> **Письменное задание a**: Перепишите без изменений фрагмент текста об осаде Рагузы, начиная со слов «Кинулись господа сенаторы» и заканчивая словами «честь по чести!».

> **Текстовый блок**:
━━━━━━━━━━━━━━━━━━━━

Тем временем Сенявин уже взял в кольцо Рагузу. Со стороны моря город блокировал флот. Начались ежедневные обстрелы. Буквально через несколько дней в городе стала кончаться пресная вода, это перерезали трубопроводы вездесущие черногорцы. Почти одновременно у французов стали кончаться припасы.
– Что будем делать? – вопросили его офицеры.
– Что и всегда – реквизировать! – бодро ответил им генерал.
И началось! Прикладами вышибали двери, ножнами палашей лупили строптивых. Подвалы обывателей были опустошены в несколько часов. Армия наелась, зато горожане были обречены на голодную смерть. Спустя время пришла очередь и «отцов города». Этих лупцевали с особым рвением:
– Говори, каналья, где сокровища прячешь?
Кинулись господа сенаторы в ноги к Лористону, спаси, мол, родимый, убереги, мы ж тебе ворота открывали и ключи золотые на подушке бархатной подносили, все честь по чести!
Лористон недоуменно пожал плечами:
– На войне, как на войне! Что поделать, надо терпеть!

━━━━━━━━━━━━━━━━━━━━

> **Письменное задание b**: Укажите, в скольких строках записей встречается слово «shadow» с учетом регистра букв. В ответе должно быть только число.

━━━━━━━━━━━━━━━━━━━━

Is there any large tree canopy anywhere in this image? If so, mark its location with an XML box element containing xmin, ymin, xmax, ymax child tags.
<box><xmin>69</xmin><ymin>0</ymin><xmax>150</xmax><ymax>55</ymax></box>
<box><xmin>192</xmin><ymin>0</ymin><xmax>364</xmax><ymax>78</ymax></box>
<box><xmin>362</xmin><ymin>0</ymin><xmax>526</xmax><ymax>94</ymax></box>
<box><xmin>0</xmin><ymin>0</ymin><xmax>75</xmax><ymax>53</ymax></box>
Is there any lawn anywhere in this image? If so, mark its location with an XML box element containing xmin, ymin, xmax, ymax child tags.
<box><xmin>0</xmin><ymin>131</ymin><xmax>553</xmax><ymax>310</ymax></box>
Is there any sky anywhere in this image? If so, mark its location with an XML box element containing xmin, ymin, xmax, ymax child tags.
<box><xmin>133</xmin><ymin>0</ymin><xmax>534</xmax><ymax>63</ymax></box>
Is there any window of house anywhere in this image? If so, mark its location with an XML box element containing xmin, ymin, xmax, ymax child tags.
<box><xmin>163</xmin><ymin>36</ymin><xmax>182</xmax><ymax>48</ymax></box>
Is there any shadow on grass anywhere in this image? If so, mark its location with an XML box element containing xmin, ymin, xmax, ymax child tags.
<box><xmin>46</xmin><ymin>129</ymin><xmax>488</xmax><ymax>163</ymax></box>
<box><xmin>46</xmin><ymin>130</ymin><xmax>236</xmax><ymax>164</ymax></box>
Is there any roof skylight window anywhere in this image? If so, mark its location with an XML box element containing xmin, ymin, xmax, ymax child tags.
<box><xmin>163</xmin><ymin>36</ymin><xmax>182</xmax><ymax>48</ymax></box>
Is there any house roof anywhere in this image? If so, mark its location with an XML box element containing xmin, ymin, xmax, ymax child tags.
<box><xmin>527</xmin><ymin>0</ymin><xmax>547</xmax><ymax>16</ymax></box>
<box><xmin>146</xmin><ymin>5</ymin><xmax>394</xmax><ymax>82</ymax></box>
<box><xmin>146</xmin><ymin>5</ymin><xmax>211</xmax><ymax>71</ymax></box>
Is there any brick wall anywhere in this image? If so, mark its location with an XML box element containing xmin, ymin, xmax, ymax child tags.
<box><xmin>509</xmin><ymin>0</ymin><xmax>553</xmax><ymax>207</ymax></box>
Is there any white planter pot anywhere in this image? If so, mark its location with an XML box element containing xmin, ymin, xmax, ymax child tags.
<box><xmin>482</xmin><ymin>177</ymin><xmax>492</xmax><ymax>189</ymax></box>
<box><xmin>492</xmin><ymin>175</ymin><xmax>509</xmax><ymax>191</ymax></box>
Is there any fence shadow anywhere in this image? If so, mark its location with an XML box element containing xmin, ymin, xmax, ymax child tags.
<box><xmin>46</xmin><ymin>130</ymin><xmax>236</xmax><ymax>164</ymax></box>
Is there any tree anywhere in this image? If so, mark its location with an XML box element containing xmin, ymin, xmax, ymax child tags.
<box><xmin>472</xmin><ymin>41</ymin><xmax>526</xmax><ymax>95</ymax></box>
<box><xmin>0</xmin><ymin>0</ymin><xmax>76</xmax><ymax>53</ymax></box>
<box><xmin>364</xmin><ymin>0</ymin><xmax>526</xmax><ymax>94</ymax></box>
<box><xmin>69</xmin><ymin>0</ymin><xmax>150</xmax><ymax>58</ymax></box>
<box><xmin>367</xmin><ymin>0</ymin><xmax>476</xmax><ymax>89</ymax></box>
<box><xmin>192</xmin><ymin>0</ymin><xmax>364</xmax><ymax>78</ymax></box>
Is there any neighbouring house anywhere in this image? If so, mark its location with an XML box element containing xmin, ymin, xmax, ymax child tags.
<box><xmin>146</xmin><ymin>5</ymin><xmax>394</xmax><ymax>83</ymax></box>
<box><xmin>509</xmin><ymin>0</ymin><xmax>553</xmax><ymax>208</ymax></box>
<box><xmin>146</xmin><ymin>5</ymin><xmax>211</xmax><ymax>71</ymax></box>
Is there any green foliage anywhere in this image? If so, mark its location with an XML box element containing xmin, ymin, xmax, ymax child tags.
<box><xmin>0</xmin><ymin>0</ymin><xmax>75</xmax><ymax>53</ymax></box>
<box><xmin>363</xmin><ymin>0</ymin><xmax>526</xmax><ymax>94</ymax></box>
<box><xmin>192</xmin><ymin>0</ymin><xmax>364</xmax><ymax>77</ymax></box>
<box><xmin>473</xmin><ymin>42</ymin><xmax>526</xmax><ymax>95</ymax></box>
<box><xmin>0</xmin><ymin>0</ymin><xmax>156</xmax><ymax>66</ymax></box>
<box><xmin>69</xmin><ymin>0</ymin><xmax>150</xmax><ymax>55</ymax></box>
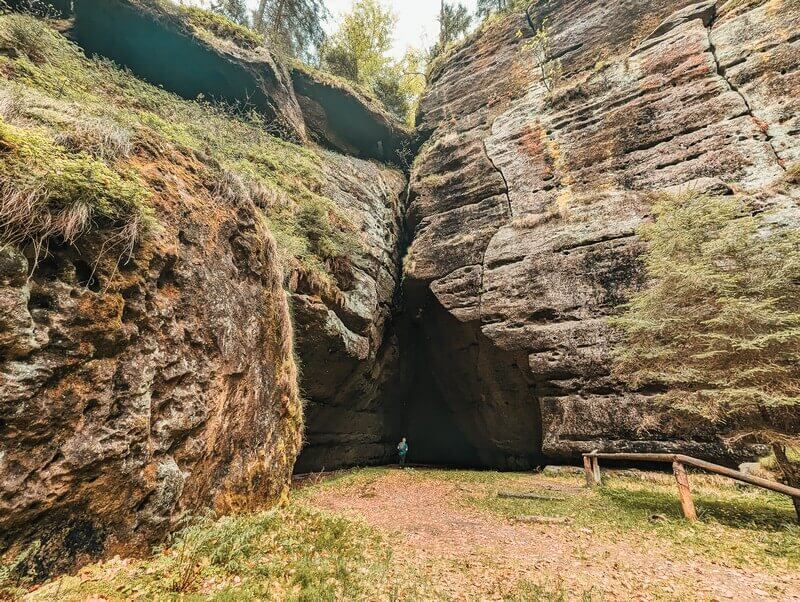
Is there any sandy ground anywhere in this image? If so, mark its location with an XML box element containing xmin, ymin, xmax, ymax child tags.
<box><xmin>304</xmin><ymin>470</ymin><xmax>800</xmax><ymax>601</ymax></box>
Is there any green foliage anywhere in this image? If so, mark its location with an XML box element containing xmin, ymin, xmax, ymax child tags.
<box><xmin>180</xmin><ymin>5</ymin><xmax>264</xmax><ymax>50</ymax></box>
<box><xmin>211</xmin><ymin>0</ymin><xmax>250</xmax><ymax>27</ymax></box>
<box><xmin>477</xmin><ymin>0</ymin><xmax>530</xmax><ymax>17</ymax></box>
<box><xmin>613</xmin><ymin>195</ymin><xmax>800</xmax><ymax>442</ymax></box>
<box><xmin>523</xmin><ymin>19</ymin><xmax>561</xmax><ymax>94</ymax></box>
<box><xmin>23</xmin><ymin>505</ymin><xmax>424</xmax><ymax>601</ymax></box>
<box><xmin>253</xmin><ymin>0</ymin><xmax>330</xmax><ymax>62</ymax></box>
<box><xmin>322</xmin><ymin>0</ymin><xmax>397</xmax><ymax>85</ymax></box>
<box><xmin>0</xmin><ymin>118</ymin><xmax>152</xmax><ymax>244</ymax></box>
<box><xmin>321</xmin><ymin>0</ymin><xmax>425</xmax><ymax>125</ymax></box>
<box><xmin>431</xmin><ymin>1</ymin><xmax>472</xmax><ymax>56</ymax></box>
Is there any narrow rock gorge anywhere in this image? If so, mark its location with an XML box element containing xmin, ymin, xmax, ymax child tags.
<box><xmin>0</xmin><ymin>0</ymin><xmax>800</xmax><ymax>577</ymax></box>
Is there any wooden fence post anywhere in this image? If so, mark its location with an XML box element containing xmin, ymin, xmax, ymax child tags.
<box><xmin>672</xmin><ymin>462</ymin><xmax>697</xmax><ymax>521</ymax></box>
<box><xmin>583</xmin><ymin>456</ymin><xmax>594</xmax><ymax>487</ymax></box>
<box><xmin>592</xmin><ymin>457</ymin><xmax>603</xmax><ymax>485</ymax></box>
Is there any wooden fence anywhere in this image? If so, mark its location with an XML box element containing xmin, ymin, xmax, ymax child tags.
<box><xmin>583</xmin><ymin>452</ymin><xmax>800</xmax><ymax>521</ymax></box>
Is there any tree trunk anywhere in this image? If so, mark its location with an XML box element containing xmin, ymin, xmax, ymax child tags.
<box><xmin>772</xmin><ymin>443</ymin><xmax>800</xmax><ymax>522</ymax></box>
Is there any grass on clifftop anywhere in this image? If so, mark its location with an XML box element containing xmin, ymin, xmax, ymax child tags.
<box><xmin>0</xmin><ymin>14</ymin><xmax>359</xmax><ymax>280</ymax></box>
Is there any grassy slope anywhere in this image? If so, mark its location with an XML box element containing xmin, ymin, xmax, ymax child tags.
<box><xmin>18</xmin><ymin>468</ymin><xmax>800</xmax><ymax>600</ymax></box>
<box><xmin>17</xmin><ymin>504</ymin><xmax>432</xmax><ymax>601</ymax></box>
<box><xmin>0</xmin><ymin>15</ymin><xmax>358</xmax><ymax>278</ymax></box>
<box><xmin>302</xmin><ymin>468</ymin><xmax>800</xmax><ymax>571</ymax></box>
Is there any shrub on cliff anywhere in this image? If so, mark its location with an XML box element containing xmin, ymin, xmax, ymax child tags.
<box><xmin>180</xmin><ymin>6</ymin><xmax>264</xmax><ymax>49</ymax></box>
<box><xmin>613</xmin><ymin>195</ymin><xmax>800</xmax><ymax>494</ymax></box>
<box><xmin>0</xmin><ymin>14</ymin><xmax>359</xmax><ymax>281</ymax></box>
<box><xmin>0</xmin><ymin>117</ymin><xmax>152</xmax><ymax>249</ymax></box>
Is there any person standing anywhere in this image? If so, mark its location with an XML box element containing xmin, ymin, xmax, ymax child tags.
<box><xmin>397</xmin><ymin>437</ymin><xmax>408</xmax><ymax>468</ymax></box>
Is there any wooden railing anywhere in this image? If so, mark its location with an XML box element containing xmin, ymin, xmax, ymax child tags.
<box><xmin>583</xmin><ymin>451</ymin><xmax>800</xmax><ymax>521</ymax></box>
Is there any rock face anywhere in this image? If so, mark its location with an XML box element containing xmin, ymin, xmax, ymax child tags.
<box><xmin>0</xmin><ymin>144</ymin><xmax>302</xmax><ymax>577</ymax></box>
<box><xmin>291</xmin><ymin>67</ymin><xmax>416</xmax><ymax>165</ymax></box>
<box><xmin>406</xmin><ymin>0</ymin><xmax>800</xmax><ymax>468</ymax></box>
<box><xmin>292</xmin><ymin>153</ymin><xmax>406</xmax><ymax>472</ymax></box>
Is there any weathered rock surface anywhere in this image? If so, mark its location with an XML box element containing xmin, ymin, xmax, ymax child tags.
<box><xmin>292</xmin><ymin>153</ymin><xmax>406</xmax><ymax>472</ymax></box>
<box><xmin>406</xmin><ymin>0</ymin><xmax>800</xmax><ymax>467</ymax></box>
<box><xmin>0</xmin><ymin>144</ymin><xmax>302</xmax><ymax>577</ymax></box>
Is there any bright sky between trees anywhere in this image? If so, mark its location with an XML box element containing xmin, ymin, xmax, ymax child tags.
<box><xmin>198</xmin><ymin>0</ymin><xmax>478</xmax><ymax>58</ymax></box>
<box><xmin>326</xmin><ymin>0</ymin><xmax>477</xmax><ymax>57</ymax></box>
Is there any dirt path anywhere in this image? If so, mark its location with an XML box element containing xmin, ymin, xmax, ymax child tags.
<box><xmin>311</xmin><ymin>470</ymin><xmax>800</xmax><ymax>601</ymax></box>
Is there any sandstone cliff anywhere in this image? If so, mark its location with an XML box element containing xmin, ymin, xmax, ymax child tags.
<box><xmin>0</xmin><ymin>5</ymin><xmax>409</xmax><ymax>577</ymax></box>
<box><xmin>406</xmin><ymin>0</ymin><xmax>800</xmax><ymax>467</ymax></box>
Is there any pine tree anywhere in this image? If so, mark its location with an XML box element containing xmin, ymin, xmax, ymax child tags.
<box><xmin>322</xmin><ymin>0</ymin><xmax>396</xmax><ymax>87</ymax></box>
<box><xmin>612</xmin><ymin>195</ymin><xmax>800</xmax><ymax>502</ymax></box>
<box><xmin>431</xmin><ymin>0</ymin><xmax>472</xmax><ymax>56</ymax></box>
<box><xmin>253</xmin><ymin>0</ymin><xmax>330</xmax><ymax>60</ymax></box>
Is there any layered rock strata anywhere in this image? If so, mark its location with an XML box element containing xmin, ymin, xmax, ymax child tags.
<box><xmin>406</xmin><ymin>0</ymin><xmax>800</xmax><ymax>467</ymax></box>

━━━━━━━━━━━━━━━━━━━━

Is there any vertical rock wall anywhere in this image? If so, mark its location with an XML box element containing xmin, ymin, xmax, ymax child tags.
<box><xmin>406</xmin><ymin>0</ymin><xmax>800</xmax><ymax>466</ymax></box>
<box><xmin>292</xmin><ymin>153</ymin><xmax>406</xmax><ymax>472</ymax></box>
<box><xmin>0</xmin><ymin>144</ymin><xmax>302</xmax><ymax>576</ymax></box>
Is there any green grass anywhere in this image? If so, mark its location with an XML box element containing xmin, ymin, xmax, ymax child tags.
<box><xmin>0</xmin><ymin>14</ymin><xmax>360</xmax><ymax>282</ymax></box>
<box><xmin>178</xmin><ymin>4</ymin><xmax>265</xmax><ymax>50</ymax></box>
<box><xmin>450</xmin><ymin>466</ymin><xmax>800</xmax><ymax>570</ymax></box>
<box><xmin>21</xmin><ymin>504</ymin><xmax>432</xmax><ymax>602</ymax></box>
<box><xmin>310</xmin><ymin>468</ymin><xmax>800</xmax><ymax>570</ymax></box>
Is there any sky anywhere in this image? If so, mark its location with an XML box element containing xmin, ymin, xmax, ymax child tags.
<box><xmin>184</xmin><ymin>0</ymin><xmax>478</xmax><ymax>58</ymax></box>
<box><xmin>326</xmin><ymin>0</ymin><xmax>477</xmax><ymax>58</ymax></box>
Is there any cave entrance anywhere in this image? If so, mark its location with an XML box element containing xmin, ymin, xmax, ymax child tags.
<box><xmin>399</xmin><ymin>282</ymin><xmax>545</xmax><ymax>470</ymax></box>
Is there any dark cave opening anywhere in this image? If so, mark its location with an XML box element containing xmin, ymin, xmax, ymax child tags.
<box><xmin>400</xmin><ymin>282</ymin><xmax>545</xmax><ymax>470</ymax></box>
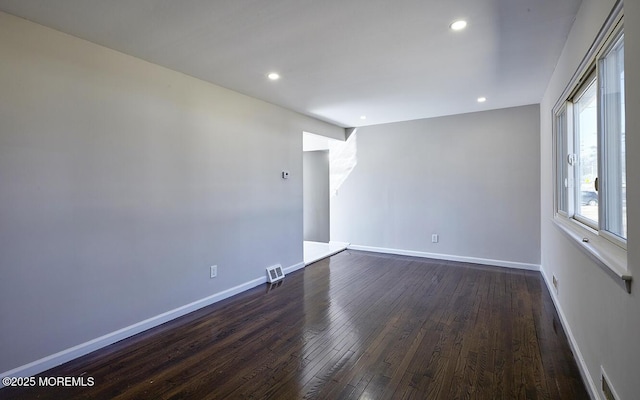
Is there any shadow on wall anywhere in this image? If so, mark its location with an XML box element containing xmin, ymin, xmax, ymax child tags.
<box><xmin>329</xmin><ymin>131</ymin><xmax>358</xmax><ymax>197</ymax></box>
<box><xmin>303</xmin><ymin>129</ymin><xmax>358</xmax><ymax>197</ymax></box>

━━━━━━━━━━━━━━━━━━━━

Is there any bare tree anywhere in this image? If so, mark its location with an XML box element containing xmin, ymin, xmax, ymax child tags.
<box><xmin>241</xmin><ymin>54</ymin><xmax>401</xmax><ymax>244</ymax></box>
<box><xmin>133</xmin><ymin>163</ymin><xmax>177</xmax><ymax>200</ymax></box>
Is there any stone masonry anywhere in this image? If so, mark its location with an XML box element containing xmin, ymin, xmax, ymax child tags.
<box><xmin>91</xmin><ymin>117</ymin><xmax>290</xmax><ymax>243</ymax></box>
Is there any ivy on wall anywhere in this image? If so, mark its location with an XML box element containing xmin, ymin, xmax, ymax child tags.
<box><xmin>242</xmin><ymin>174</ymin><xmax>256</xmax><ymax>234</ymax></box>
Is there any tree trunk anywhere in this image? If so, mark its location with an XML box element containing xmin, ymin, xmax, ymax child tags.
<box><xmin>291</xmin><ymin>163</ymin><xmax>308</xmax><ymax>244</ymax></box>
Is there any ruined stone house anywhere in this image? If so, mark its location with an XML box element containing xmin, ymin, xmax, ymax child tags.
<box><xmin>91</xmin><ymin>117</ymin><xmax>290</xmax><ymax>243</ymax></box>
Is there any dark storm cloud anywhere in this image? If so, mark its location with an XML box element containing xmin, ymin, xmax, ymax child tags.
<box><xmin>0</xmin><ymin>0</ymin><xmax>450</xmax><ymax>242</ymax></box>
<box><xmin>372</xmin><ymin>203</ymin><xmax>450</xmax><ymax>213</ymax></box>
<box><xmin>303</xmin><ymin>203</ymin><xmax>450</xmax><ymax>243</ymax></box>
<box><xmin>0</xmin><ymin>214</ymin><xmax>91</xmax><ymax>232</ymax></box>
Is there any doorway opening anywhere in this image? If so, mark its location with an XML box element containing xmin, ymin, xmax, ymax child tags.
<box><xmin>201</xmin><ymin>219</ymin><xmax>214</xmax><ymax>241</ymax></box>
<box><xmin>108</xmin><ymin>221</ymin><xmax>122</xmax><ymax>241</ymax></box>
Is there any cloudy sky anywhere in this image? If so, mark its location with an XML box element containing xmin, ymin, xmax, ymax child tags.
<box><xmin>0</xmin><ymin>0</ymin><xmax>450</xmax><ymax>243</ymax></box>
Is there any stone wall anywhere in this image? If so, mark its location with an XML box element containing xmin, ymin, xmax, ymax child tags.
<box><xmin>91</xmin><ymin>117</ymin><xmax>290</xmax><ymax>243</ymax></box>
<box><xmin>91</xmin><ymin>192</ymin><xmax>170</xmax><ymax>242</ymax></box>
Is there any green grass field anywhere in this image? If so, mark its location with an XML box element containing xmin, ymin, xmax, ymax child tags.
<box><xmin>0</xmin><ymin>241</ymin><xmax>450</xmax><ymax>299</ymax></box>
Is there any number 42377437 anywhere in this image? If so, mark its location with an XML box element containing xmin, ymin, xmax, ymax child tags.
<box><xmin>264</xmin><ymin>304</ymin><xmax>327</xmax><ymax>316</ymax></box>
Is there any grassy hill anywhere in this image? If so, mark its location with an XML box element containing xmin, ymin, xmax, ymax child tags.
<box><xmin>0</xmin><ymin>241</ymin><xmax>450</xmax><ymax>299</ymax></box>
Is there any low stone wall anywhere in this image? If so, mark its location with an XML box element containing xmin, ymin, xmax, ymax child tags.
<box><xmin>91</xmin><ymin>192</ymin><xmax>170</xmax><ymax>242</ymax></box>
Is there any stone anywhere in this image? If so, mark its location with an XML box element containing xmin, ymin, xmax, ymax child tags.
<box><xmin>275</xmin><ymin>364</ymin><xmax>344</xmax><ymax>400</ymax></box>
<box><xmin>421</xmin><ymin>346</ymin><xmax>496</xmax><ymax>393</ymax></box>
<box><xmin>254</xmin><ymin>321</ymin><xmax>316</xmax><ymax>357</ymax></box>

━━━━━━━━━━━━━━━━━━━━

> **Ответ a**:
Кинулись господа сенаторы в ноги к Лористону, спаси, мол, родимый, убереги, мы ж тебе ворота открывали и ключи золотые на подушке бархатной подносили, все честь по чести!

> **Ответ b**: 3